━━━ PROVIDED DATA

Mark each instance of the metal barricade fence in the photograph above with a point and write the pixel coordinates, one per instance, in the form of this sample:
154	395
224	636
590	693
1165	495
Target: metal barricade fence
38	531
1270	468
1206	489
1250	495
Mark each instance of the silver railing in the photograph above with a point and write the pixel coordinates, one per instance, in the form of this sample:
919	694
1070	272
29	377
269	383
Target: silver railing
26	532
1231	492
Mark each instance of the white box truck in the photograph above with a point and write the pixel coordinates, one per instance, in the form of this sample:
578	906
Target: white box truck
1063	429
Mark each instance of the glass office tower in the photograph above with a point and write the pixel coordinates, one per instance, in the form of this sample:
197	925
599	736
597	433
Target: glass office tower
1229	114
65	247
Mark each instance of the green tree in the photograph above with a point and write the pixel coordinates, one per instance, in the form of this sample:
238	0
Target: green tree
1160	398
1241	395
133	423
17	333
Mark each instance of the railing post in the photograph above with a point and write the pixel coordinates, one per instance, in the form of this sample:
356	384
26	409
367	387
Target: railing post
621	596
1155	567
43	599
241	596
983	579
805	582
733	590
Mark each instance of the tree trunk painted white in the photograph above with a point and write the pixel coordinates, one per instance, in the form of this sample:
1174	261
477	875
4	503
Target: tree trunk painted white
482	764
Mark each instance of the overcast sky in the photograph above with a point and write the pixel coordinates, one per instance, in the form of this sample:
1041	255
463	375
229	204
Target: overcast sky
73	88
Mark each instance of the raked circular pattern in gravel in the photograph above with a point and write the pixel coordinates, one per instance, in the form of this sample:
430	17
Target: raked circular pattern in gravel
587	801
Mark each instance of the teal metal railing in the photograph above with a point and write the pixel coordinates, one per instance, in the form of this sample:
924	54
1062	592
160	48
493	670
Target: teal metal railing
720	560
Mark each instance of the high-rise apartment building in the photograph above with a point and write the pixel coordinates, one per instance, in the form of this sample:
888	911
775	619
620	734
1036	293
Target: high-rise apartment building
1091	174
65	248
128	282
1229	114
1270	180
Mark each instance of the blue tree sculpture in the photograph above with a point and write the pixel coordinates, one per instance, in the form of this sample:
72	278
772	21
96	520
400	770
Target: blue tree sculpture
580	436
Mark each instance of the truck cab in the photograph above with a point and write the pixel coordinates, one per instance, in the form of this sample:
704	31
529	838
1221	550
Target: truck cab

━━━━━━

Reproduce every record exactly, line by line.

*SOLUTION BELOW*
Mark each instance of the metal barricade fence in the photograph above with a point and write the pixel coordinates, one per instance, in the form of this sample:
154	395
224	636
590	693
1165	495
Target: metal barricade fence
38	531
1270	468
1206	489
1250	495
Mark each instance of the silver railing in the photograph above with a point and write the pixel coordinates, one per instance, in the form of this sample:
919	694
1070	272
29	377
269	383
Target: silver railing
26	532
1231	492
Mark each instance of the white box truck in the photograph above with a point and write the pixel coordinates, one per instance, in the form of this sample:
578	906
Target: white box truck
1063	429
Mark each instance of the glass office tower in the photograph above with a point and write the pixel coordinates, one per instance, in the form of this sample:
197	925
599	736
597	433
Target: glass office tower
1229	114
65	247
Mark each instance of the green tree in the photograph above with a point and write the pixel coordinates, one per instance, in the form of this sample:
238	0
Target: green tree
1160	398
1241	395
133	423
17	333
Mark each instance of the railing post in the photograph above with a point and write the pixel coordinates, one per instance, in the form of this sample:
356	384
26	409
367	387
Target: railing post
621	596
1155	567
43	599
241	596
983	579
805	582
733	590
Mark each instance of the tree trunk painted white in the photograph above with a point and write the pixel coordinates, one per instance, in the form of this sample:
1174	261
477	875
4	503
Target: tree trunk painted white
482	764
Mark each instance of the overcast sky in the photograph above with a point and write the pixel coordinates, one per instance, in the form of this sample:
1041	255
463	375
229	204
Target: overcast sky
73	88
Mark each instance of the raked circular pattern in gravel in the photograph above with a point and write the pixel coordinates, one per instance, in the form of this sample:
430	17
Target: raked circular pattern in gravel
587	801
Mark each instance of the teal metal railing in the photograph above with a point and write the pixel coordinates, one per instance, in the form of this sample:
924	54
1062	592
160	48
493	670
Target: teal metal railing
720	560
Mark each instance of the high-rise apartment building in the photograph above with a point and write the pixel coordinates, one per instance, in the form of this sample:
888	911
775	619
620	734
1036	293
Target: high-rise apartment building
1091	174
65	248
128	282
1229	114
1270	180
Mark each instance of the blue tree sculpture in the photograph above with a point and write the pixel coordinates, one per instance, in the form of this sample:
72	278
772	21
96	520
400	770
Target: blue tree sculpture
580	436
Mark each instance of the truck cab in the photograph above with a point and write the pixel coordinates, one per instance, in the form of this sample:
704	31
529	838
1221	550
Target: truck cab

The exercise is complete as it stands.